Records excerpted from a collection
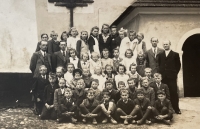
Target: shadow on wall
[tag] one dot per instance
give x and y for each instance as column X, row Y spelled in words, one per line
column 15, row 89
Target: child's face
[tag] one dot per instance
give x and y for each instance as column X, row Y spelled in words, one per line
column 121, row 69
column 145, row 83
column 148, row 73
column 105, row 54
column 77, row 75
column 95, row 58
column 94, row 85
column 85, row 57
column 98, row 71
column 121, row 35
column 124, row 96
column 90, row 96
column 108, row 69
column 105, row 29
column 70, row 68
column 109, row 86
column 133, row 69
column 113, row 31
column 140, row 57
column 116, row 53
column 79, row 85
column 74, row 32
column 95, row 32
column 59, row 73
column 128, row 54
column 52, row 79
column 61, row 83
column 121, row 86
column 84, row 35
column 131, row 36
column 106, row 98
column 140, row 96
column 131, row 84
column 68, row 94
column 43, row 71
column 72, row 53
column 161, row 97
column 63, row 46
column 158, row 79
column 86, row 73
column 139, row 37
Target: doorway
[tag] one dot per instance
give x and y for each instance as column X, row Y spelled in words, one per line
column 191, row 66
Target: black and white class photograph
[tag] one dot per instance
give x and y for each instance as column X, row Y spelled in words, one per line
column 99, row 64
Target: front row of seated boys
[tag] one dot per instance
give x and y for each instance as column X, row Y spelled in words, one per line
column 130, row 105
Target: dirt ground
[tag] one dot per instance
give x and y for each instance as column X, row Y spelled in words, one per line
column 23, row 118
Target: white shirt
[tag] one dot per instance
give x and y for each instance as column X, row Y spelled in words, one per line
column 123, row 78
column 71, row 42
column 101, row 81
column 167, row 52
column 68, row 77
column 74, row 61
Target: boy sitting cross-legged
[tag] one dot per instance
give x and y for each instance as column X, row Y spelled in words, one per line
column 67, row 108
column 162, row 109
column 125, row 107
column 88, row 108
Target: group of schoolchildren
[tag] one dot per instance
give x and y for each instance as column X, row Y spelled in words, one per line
column 101, row 88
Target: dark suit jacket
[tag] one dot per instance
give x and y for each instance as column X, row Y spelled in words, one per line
column 152, row 61
column 78, row 96
column 53, row 46
column 49, row 93
column 143, row 104
column 37, row 60
column 57, row 98
column 169, row 66
column 39, row 86
column 59, row 60
column 166, row 103
column 103, row 44
column 126, row 107
column 163, row 87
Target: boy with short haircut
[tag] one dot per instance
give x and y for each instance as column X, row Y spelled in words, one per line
column 79, row 92
column 142, row 109
column 77, row 75
column 97, row 92
column 88, row 108
column 69, row 74
column 116, row 59
column 37, row 89
column 162, row 109
column 59, row 93
column 59, row 73
column 148, row 74
column 158, row 85
column 109, row 88
column 125, row 107
column 48, row 111
column 107, row 107
column 67, row 108
column 148, row 91
column 132, row 88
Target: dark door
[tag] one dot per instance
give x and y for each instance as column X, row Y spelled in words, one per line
column 191, row 66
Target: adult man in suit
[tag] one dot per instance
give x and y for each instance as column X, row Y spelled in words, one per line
column 53, row 44
column 40, row 58
column 151, row 55
column 60, row 58
column 169, row 66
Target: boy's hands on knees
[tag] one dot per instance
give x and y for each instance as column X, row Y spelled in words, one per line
column 38, row 100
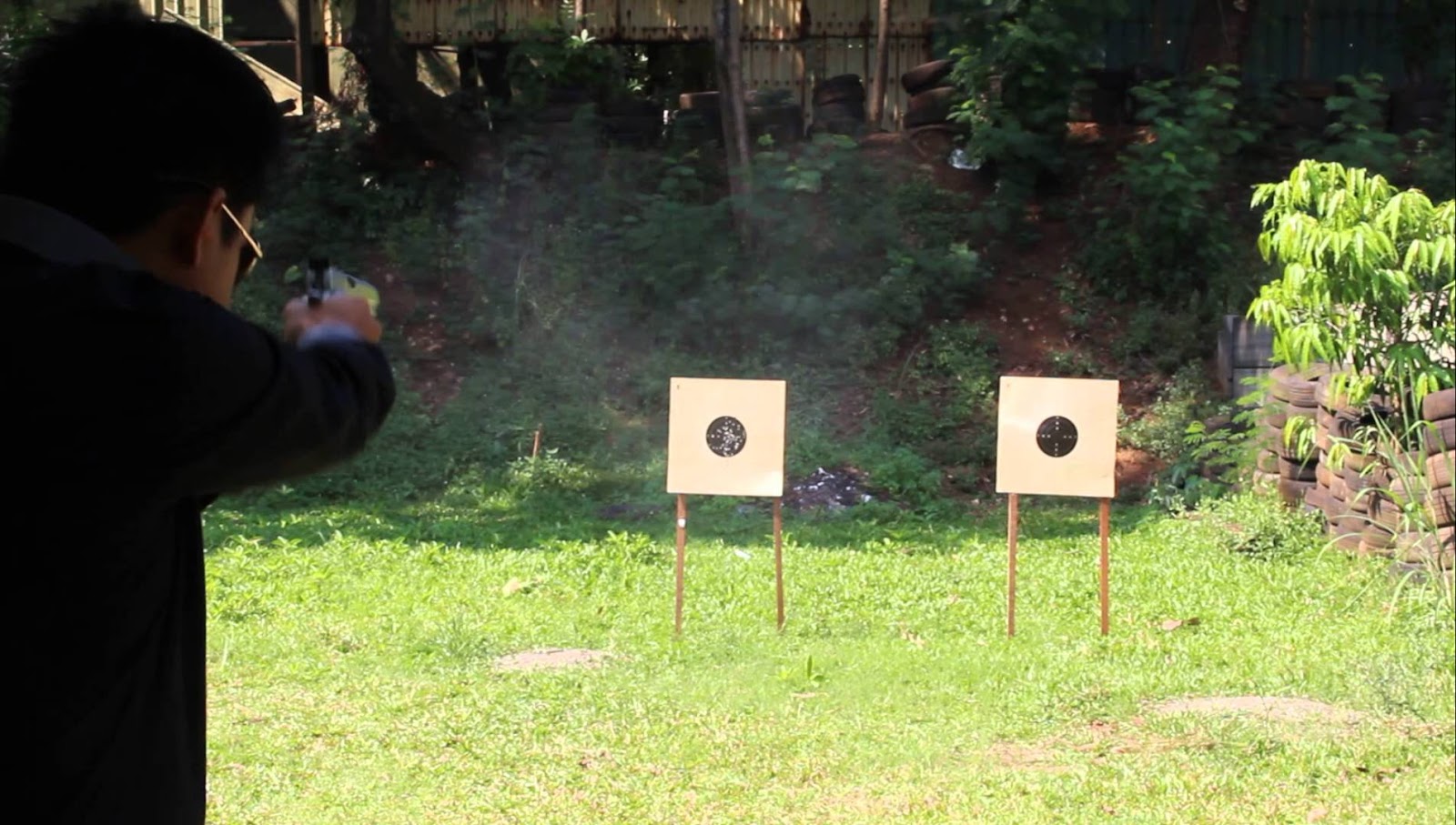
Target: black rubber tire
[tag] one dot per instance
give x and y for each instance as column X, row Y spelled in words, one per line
column 1407, row 490
column 932, row 106
column 1439, row 405
column 632, row 130
column 926, row 75
column 766, row 97
column 1298, row 470
column 1441, row 436
column 1351, row 523
column 1293, row 490
column 1387, row 512
column 1439, row 470
column 841, row 111
column 1267, row 461
column 1296, row 387
column 1358, row 461
column 1318, row 499
column 1378, row 540
column 632, row 108
column 839, row 89
column 935, row 141
column 698, row 101
column 1279, row 415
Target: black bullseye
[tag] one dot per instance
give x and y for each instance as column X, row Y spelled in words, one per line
column 727, row 437
column 1057, row 437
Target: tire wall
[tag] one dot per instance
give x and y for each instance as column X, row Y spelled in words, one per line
column 1366, row 501
column 800, row 65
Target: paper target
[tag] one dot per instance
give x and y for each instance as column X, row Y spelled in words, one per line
column 1057, row 437
column 725, row 437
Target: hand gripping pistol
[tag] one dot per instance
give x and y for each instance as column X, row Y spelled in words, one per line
column 325, row 279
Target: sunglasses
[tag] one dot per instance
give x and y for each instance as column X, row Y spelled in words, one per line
column 251, row 254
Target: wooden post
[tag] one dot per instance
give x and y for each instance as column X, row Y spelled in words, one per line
column 1012, row 526
column 1104, row 528
column 877, row 90
column 303, row 55
column 728, row 65
column 682, row 545
column 778, row 555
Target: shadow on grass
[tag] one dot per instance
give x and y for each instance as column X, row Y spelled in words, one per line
column 550, row 521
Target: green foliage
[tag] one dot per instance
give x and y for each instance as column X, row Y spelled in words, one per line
column 1368, row 279
column 1261, row 526
column 938, row 414
column 351, row 662
column 1162, row 428
column 19, row 24
column 1018, row 65
column 1358, row 137
column 550, row 57
column 1159, row 228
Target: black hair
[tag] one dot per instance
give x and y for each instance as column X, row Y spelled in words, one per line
column 116, row 116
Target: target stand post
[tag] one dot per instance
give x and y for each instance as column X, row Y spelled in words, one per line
column 727, row 438
column 1057, row 437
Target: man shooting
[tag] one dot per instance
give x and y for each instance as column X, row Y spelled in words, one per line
column 136, row 156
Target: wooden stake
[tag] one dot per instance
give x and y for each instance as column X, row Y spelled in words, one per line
column 877, row 86
column 1104, row 528
column 778, row 555
column 682, row 545
column 1014, row 505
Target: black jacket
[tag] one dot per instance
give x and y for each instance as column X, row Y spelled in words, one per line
column 130, row 405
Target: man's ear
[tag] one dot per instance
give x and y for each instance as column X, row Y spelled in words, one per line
column 196, row 225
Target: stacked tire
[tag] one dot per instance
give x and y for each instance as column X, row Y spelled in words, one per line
column 1336, row 421
column 932, row 95
column 1429, row 476
column 775, row 114
column 839, row 105
column 1295, row 395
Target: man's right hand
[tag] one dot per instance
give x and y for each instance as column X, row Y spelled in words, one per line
column 349, row 310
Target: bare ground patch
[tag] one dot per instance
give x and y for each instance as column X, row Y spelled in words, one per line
column 552, row 658
column 1261, row 708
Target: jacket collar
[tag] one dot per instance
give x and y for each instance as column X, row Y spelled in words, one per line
column 56, row 236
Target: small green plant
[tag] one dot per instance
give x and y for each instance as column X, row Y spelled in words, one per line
column 1261, row 527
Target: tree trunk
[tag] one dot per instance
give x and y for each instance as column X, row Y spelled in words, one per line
column 877, row 89
column 1219, row 34
column 410, row 116
column 727, row 58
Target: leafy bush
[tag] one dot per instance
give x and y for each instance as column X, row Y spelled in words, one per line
column 1369, row 279
column 1164, row 427
column 1358, row 136
column 1261, row 527
column 1161, row 232
column 1018, row 67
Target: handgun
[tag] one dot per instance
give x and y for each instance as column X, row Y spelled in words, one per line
column 325, row 279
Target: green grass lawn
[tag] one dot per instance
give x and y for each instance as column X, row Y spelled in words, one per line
column 351, row 669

To be done: Set each line of the records down exactly, leaving every picture out.

Response:
Target: shadow on wall
[tag] one dot per instance
give x and y for each instance as column X, row Y spelled in words, one per line
column 15, row 89
Target: child's face
[tag] one dot per instance
give x and y for each instance as column X, row Y spelled in words, one per line
column 121, row 69
column 145, row 83
column 148, row 73
column 105, row 54
column 77, row 75
column 95, row 58
column 94, row 85
column 85, row 57
column 98, row 71
column 121, row 35
column 124, row 96
column 90, row 96
column 108, row 69
column 105, row 29
column 70, row 68
column 109, row 86
column 133, row 69
column 113, row 31
column 140, row 57
column 116, row 53
column 79, row 85
column 74, row 32
column 95, row 32
column 59, row 73
column 128, row 54
column 52, row 79
column 61, row 83
column 121, row 86
column 84, row 35
column 131, row 36
column 106, row 98
column 140, row 96
column 131, row 84
column 68, row 94
column 43, row 71
column 72, row 53
column 161, row 97
column 63, row 46
column 158, row 79
column 86, row 73
column 139, row 37
Target: doorway
[tag] one dot per instance
give x and y for each instance as column X, row Y spelled in words, one per line
column 191, row 66
Target: black and white class photograph
[tag] one dot per instance
give x and y for each instance as column X, row Y spelled in words, one per line
column 99, row 64
Target: front row of seated boys
[tag] one dot per instance
give x and y for each instance as column X, row Y spelled in words, one per line
column 130, row 105
Target: dirt ground
[tag] one dot per instance
give x and y for each instance as column X, row Y spelled in words, one per line
column 23, row 118
Target: white shirt
[tag] one dot per instance
give x and y for each instance as column X, row Y spelled in words, one per line
column 123, row 78
column 71, row 42
column 101, row 81
column 167, row 52
column 68, row 77
column 74, row 61
Target: boy sitting cross-legged
[tag] one dot per instance
give x and y for each instance as column X, row Y spelled in words, one per line
column 67, row 108
column 162, row 109
column 125, row 107
column 88, row 108
Target: group of schoolchildren
[tag] one dot per instance
give x and y for each instance as column X, row Y spelled in words, one per line
column 101, row 88
Target: dark suit jacket
[tag] one dot per instance
give x and y for each instance as column X, row Y spelled in words, one per line
column 152, row 61
column 78, row 96
column 53, row 46
column 49, row 93
column 143, row 104
column 37, row 60
column 57, row 98
column 169, row 66
column 39, row 86
column 59, row 60
column 166, row 103
column 103, row 44
column 126, row 107
column 163, row 87
Target: boy with short haircut
[tag] one dot per instance
give x and y for each instance as column X, row Y spelled in words, one per line
column 79, row 92
column 142, row 109
column 77, row 75
column 97, row 92
column 88, row 108
column 69, row 74
column 116, row 59
column 37, row 89
column 162, row 109
column 59, row 93
column 59, row 73
column 148, row 74
column 158, row 85
column 109, row 88
column 125, row 107
column 48, row 111
column 107, row 107
column 67, row 108
column 148, row 91
column 132, row 88
Target: dark door
[tag] one dot per instance
give x and y for each instance as column X, row Y spelled in words, one per line
column 191, row 66
Target: adult man in suit
[tag] one dot per instance
give x and y for each instance as column X, row Y spelled in words, one per line
column 53, row 44
column 40, row 58
column 151, row 55
column 60, row 58
column 169, row 66
Target: boy's hands on knees
[tag] one dot per instance
give x and y for each instance as column X, row Y spelled in words, one per line
column 38, row 100
Target: black rubber tire
[tag] one dot per instance
give x and y for each instance as column X, row Y spelled in words, one per line
column 1407, row 490
column 932, row 106
column 1439, row 405
column 632, row 130
column 926, row 75
column 766, row 97
column 1298, row 470
column 1441, row 436
column 1351, row 523
column 1293, row 490
column 1387, row 512
column 1439, row 470
column 841, row 111
column 1267, row 461
column 1296, row 387
column 1358, row 461
column 1318, row 499
column 1378, row 540
column 632, row 108
column 839, row 89
column 935, row 141
column 698, row 101
column 1279, row 415
Target: black bullseye
[tag] one dot per instance
give x and y for each instance as column X, row Y spelled in words, one per line
column 727, row 437
column 1057, row 437
Target: tire wall
[tag] one dot per instance
give x and y for each instance as column X, row Y spelled in words, one per line
column 1366, row 501
column 800, row 65
Target: paper target
[tag] one dot per instance
give x and y for each instance as column X, row Y spelled in words, one per line
column 1057, row 437
column 725, row 437
Target: hand gripping pistol
[tag] one dot per instance
give x and y for each instance as column X, row Y spelled in words, one per line
column 325, row 279
Target: sunglasses
[tag] one dot per instance
give x and y for each instance as column X, row Y spelled in words, one per line
column 251, row 254
Target: wooden post
[tag] one dot per instance
give x and y for each instance as column X, row Y spelled in words, one per line
column 1012, row 526
column 1104, row 528
column 877, row 90
column 303, row 55
column 728, row 65
column 682, row 545
column 778, row 555
Target: shadow on grass
[tag] one dot per instance
give x and y for each instance as column X, row Y spelled in words, one per line
column 550, row 521
Target: green foliage
[tag] one dot per instance
give x and y for each instance as column X, row Y spelled in words, one per line
column 1368, row 279
column 1261, row 526
column 938, row 414
column 351, row 662
column 1162, row 428
column 19, row 24
column 1018, row 65
column 1358, row 137
column 550, row 57
column 1159, row 228
Target: black hair
[tag] one dot per instance
give x and y for each instance as column X, row Y spelled in words, one per line
column 116, row 116
Target: target stand post
[tag] one dot per instance
give x and y for each instance as column X, row Y spelled in words, one per line
column 727, row 438
column 1057, row 437
Target: man shooting
[tag] one dot per instance
give x and y for each instance as column X, row Y spelled in words, one per line
column 136, row 156
Target: wooden stake
[tag] one dot per instance
give x and y for each instance as column X, row Y spelled in words, one per line
column 877, row 86
column 1104, row 528
column 778, row 555
column 682, row 545
column 1014, row 505
Target: black jacket
[tag] one dot per instance
give x and y for each instance as column X, row Y spelled in words, one per line
column 130, row 405
Target: man's ear
[tag] one dot per instance
give x and y for each instance as column X, row Y spelled in words, one per line
column 196, row 225
Target: stacked tire
[tag] one dot per instance
give x and y for each instance as column X, row Y spelled in words, one per line
column 1336, row 421
column 932, row 95
column 1429, row 476
column 775, row 114
column 839, row 105
column 1295, row 395
Target: man's right hand
[tag] one dot per instance
give x and y for each instance as column X, row Y spelled in words, one per line
column 349, row 310
Target: bare ground patch
[tag] one dot per instance
give x and y for each instance as column X, row Y spelled in words, one per line
column 552, row 658
column 1261, row 708
Target: jacket collar
[tag] one dot per instance
give x and y for each instance as column X, row Y spelled in words, one per line
column 56, row 236
Target: small green plant
[tag] one dot per instance
give x and y for each instance as column X, row Y spelled in words, one per line
column 1261, row 527
Target: tree trunk
[tag] one dot per instance
give x and y for each instance as column X, row Y spelled in words, one per line
column 877, row 89
column 1219, row 34
column 410, row 116
column 727, row 58
Target: leafy bush
[tag] one dot per instance
give x and y for each instance as column X, row Y spelled in words, one per line
column 1369, row 279
column 1164, row 427
column 1358, row 136
column 1261, row 527
column 1161, row 232
column 1018, row 67
Target: handgun
[tag] one dot per instance
give x and y for each instance as column X, row Y spelled in words, one per line
column 325, row 279
Target: green grass lawn
[tag] one dot per instance
give x and y for each instance as column X, row Y spelled in words, one per line
column 351, row 669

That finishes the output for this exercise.